Task instructions: Write out the listing beneath this instruction in its entirety, exactly as it reads.

Data shown:
···

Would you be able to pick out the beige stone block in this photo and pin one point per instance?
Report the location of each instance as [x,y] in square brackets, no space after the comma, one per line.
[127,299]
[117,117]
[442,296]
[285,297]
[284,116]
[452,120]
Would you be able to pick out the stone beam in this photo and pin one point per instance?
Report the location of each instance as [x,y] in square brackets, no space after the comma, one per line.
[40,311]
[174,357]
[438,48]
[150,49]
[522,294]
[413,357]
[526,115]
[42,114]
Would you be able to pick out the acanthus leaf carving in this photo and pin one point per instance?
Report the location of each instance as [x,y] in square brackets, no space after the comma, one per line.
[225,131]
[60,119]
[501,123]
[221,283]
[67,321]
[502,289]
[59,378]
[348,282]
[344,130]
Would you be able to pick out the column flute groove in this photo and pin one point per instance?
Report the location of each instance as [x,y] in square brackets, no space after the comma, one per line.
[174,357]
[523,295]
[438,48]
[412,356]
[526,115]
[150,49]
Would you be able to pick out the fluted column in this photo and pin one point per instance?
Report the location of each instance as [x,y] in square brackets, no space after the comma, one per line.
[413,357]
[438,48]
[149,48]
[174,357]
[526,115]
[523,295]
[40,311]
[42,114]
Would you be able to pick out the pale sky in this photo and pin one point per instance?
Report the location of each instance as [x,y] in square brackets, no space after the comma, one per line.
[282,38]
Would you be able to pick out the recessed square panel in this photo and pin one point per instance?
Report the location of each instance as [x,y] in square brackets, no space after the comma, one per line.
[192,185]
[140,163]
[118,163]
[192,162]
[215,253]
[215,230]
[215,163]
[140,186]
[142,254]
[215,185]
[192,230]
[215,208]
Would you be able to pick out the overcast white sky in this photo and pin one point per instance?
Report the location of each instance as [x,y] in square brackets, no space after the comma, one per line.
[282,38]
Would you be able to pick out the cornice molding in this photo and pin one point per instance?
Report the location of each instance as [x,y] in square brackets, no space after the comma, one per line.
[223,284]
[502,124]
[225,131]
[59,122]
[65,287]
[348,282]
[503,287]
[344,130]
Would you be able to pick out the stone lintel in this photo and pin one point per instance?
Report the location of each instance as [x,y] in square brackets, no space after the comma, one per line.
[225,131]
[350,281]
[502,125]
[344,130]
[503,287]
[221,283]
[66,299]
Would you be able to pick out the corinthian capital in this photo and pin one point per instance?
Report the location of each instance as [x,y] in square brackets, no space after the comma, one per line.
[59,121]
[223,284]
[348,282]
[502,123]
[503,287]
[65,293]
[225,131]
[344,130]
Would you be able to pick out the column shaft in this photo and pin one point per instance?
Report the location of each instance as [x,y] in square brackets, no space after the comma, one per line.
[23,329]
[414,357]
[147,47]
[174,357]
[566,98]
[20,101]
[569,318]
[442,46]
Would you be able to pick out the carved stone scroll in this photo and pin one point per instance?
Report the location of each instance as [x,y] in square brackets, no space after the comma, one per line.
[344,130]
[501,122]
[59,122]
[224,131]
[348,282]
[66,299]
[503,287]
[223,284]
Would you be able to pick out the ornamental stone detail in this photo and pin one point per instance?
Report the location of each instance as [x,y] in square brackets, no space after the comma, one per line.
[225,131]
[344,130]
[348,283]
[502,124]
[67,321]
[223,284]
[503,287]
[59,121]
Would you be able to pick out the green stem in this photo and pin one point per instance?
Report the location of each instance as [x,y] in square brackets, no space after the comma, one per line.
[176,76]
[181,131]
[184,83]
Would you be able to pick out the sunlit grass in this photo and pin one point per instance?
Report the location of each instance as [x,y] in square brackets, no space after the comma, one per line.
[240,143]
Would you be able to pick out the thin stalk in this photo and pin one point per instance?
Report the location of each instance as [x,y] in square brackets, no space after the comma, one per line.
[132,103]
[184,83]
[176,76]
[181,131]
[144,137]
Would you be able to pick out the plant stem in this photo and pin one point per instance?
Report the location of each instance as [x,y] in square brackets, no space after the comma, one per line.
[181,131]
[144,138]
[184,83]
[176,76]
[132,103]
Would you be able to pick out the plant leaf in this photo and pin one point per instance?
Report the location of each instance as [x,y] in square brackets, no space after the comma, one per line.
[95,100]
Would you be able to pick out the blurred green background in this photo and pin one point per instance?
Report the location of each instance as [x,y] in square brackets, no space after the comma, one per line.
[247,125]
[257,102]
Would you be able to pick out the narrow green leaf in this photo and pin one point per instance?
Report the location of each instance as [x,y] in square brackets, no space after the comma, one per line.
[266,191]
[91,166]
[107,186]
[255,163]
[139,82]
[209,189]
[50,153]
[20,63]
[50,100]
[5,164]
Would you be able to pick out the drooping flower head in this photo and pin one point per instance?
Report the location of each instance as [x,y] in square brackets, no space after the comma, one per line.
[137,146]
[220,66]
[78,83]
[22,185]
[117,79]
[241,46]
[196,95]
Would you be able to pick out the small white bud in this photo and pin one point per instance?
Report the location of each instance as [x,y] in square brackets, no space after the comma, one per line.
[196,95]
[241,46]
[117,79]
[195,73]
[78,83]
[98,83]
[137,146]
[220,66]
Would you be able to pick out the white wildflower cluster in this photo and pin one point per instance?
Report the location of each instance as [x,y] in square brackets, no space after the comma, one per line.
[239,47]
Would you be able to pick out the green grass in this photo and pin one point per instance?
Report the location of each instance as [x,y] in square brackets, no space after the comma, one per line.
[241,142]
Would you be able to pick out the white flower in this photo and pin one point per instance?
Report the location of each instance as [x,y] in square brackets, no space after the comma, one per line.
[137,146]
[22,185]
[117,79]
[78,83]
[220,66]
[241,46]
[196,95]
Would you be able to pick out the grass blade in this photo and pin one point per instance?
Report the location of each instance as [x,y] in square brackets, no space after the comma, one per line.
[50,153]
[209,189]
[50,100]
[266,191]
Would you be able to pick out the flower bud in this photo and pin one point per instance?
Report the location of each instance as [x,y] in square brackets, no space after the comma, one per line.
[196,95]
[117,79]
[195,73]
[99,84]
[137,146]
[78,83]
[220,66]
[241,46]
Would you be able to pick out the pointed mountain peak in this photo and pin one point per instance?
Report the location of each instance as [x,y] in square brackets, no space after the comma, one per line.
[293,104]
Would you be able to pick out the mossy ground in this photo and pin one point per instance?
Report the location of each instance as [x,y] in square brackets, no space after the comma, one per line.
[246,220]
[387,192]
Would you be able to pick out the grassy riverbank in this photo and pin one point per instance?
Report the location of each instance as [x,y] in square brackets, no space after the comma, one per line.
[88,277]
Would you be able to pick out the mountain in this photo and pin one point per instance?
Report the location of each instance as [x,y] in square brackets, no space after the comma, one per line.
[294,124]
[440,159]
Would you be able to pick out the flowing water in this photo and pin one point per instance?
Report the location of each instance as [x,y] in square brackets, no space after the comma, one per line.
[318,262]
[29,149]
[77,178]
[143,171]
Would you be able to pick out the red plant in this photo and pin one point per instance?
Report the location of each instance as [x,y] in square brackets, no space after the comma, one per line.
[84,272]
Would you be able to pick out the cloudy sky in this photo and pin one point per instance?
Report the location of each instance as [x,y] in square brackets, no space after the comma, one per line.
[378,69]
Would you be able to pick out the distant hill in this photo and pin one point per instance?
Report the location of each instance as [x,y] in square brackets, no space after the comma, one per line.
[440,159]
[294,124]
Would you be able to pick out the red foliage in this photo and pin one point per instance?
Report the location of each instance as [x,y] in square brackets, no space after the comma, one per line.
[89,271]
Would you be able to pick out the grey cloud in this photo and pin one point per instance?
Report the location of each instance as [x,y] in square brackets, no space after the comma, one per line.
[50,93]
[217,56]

···

Your solution:
Would you be able to pick out the beige stone block in this photo and pin one point per instance?
Report the location of each instance as [x,y] in square brackets, no space after the comma, one per line.
[127,299]
[117,117]
[442,296]
[285,297]
[284,116]
[452,120]
Would you be able to pick out the stone beam in this photo and pin one point per instance?
Report the location of each instance as [x,y] in square brackets, no space after the comma, one per line.
[40,311]
[174,357]
[438,48]
[150,49]
[522,294]
[413,357]
[526,115]
[42,114]
Would you be able to pick out the acanthus leaf carving in this photo and pin one point per instance?
Report the location of each instance as [x,y] in square brackets, no space after the comma, one per line.
[225,131]
[60,119]
[501,123]
[221,283]
[67,321]
[502,289]
[59,378]
[348,282]
[344,130]
Would you be able to pick out the column flute groove in this photo and pin one point per instance?
Report the location of each instance as [x,y] in square brackets, no space after the comma, one per line.
[174,357]
[523,295]
[438,48]
[412,356]
[526,115]
[150,49]
Would you be able to pick out the fluted column in this photo and pin one point per instance?
Report the location of each instance as [x,y] in square brackets, no space after the comma, one per line.
[413,357]
[438,48]
[149,48]
[174,357]
[526,115]
[523,295]
[40,311]
[42,114]
Would you be able to pick out the pale sky in this photo and pin one point per instance?
Report the location of each instance as [x,y] in square brackets, no space after the comma, one per line.
[282,38]
Would you be able to pick out the recessed square panel in this photo and pin one point per instance?
Report the location of each instance as [x,y] in square brackets, no space after the comma, one per line.
[192,185]
[140,163]
[118,163]
[192,162]
[215,253]
[215,230]
[215,163]
[140,186]
[142,254]
[215,185]
[192,230]
[215,208]
Would you be able to pick out the overcast white sky in this photo and pin one point per instance?
Report the location of each instance as [x,y] in square brackets, no space after the comma, one per line.
[282,38]
Would you be able to pick out the cornice molding in this photo and pin one point per instance?
Report the location of each instance as [x,y] in square brackets, no space after the comma, one per line.
[223,284]
[502,124]
[225,131]
[59,122]
[65,287]
[348,282]
[503,287]
[344,130]
Would you be able to pick out the stone lintel in this photo and pin one point per instance?
Report the location of each instance as [x,y] in square brackets, no space after the comma, one per line.
[225,131]
[350,281]
[502,125]
[344,130]
[503,287]
[221,283]
[66,299]
Would you be able to pick out the corinthian capital in this photo and pin one point per instance?
Report the location of each instance as [x,y] in square brackets, no space after the comma, one per line.
[59,121]
[223,284]
[348,282]
[502,123]
[503,287]
[65,293]
[225,131]
[344,130]
Would you be able to pick out the column shaft in this photo and pin one point per instance?
Report the location of each instance as [x,y] in square brackets, no space after the comma, one per line.
[23,329]
[414,357]
[147,47]
[174,357]
[566,98]
[20,101]
[569,318]
[442,46]
Would you be able to pick out the carved stone scroll in this photo and pin one point per instance?
Report the location of each instance as [x,y] in square brackets, no space after the comma, one per line.
[344,130]
[501,122]
[59,122]
[224,131]
[348,282]
[66,299]
[503,287]
[223,284]
Would you be able to pick out the ornamental stone detail in this photo and pin one point per instance?
Report the location of each instance as [x,y] in square brackets, no space after the comma, one per line.
[225,131]
[344,130]
[348,283]
[502,124]
[67,321]
[223,284]
[503,287]
[59,121]
Would you be able to pick out the green stem in this photo and pin one point per instance?
Report the location of each instance as [x,y] in square brackets, no space after the comma, one per line.
[176,76]
[181,131]
[184,83]
Would you be able to pick out the sunlit grass in this photo and pin one point per instance?
Report the location of each instance as [x,y] in square brackets, no space after the comma, one per line.
[240,143]
Would you be able to pick out the thin stalk in this photo and pin one point per instance?
Report the location of each instance as [x,y] in square brackets, no space after the comma, one per line.
[132,103]
[184,83]
[176,76]
[181,131]
[144,137]
Would you be able to pick out the plant stem in this photo and pin one point per instance?
Report the location of each instance as [x,y] in square brackets, no space after the comma, one per line.
[181,131]
[144,138]
[184,83]
[176,76]
[132,103]
Would you be able to pick out the plant leaf in this photo and pin one point per instance?
Report the location of each instance as [x,y] in square brackets, no space after the comma, one per line.
[95,100]
Would you be able to pick out the blurred green background in this photo and pin one point per instance?
Report the location of each instance as [x,y] in square brackets, no space after the comma, one per line.
[247,125]
[257,102]
Would you be able to pick out the narrow green leaf in this photo and pin one point per instance?
Report the location of each instance as [x,y] in square brackets, no space after the comma, one per line.
[266,191]
[91,166]
[107,186]
[255,163]
[139,82]
[209,189]
[50,153]
[20,63]
[50,100]
[5,164]
Would you be able to pick out the drooping flower head in this photo and pin one point per instance?
Report the location of each instance as [x,y] in square brackets, no space after the comma, one per line.
[137,146]
[220,66]
[78,83]
[22,185]
[117,79]
[241,46]
[196,95]
Would you be able to pick out the small white bud in this photo and pin one point per instance?
Report the location of each instance as [x,y] in square brackets, no space after the comma, one per line.
[196,95]
[241,46]
[117,79]
[195,73]
[78,83]
[98,83]
[137,146]
[220,66]
Would you be able to pick out the white wildflower cluster in this photo and pin one point per instance?
Report the location of each instance as [x,y] in square brackets, no space after the comma, one per line.
[239,47]
Would you be able to pick out the green grass in this photo and pin one point per instance?
Report the location of each instance as [x,y] in square brackets, no space after the comma, one per line.
[241,142]
Would you be able to pick out the white flower in this photo and pin one point per instance?
Report the location of each instance as [x,y] in square brackets, no space after the comma, one per line.
[137,146]
[22,185]
[117,79]
[78,83]
[220,66]
[241,46]
[196,95]
Would you be able to pick out the grass blade in this photo and pin one point per instance?
Report the location of each instance as [x,y] in square brackets, no space after the comma, one per line.
[50,153]
[209,189]
[50,100]
[266,191]
Would you be able to pick out the flower bud in this photo and pin one point per instance?
Report the location of each instance as [x,y] in square brackets, no space after the comma, one per line.
[196,95]
[117,79]
[195,73]
[99,84]
[137,146]
[78,83]
[220,66]
[241,46]
Would you be able to pick out the pointed mountain peak in this photo and pin one point per instance?
Report the location of each instance as [x,y] in square brackets, no space after the comma, one per line.
[293,104]
Would you be able to pick out the mossy ground in this photo and pin one point per instance?
Report the location of each instance as [x,y] in square brackets, no space after the comma, one per line.
[246,220]
[387,192]
Would you be able to pick out the grassy riverbank in this photo and pin one point per instance?
Report the location of each instance as [x,y] in square brackets, no space after the comma, one per line.
[88,277]
Would you be able to pick out the mountain in this photo and pin one point per instance?
Report the location of each instance as [x,y] in square brackets, no space after the comma, one per line.
[294,124]
[440,159]
Would you be able to pick out the flowing water in this photo and pin one point per instance?
Report the location of each instance as [x,y] in square brackets, no space after the comma, one per line.
[318,262]
[29,149]
[77,178]
[143,171]
Would you be able to pick out the red plant in this photo and pin one point per instance?
Report the location of each instance as [x,y] in square brackets, no space after the comma, one per line.
[84,272]
Would you be able to pick out the cloudy sky in this photo and pin one point per instance?
Report the location of each instance as [x,y] in square brackets, no space after the comma, one per line.
[378,69]
Would you be able to pick out the distant hill in this photo and pin one point per instance?
Report the location of each instance as [x,y] in square brackets, no space after the comma, one per line.
[440,159]
[294,124]
Would you be able to pick out the red foliage in this photo and pin one point per instance?
Report the location of each instance as [x,y] in square brackets, no space after the comma, one per line.
[89,271]
Would you be able to pick out the grey cloud in this photo and pin one point per instance?
Report the location of each instance as [x,y] in square brackets, no space after the comma, one per line.
[50,93]
[217,56]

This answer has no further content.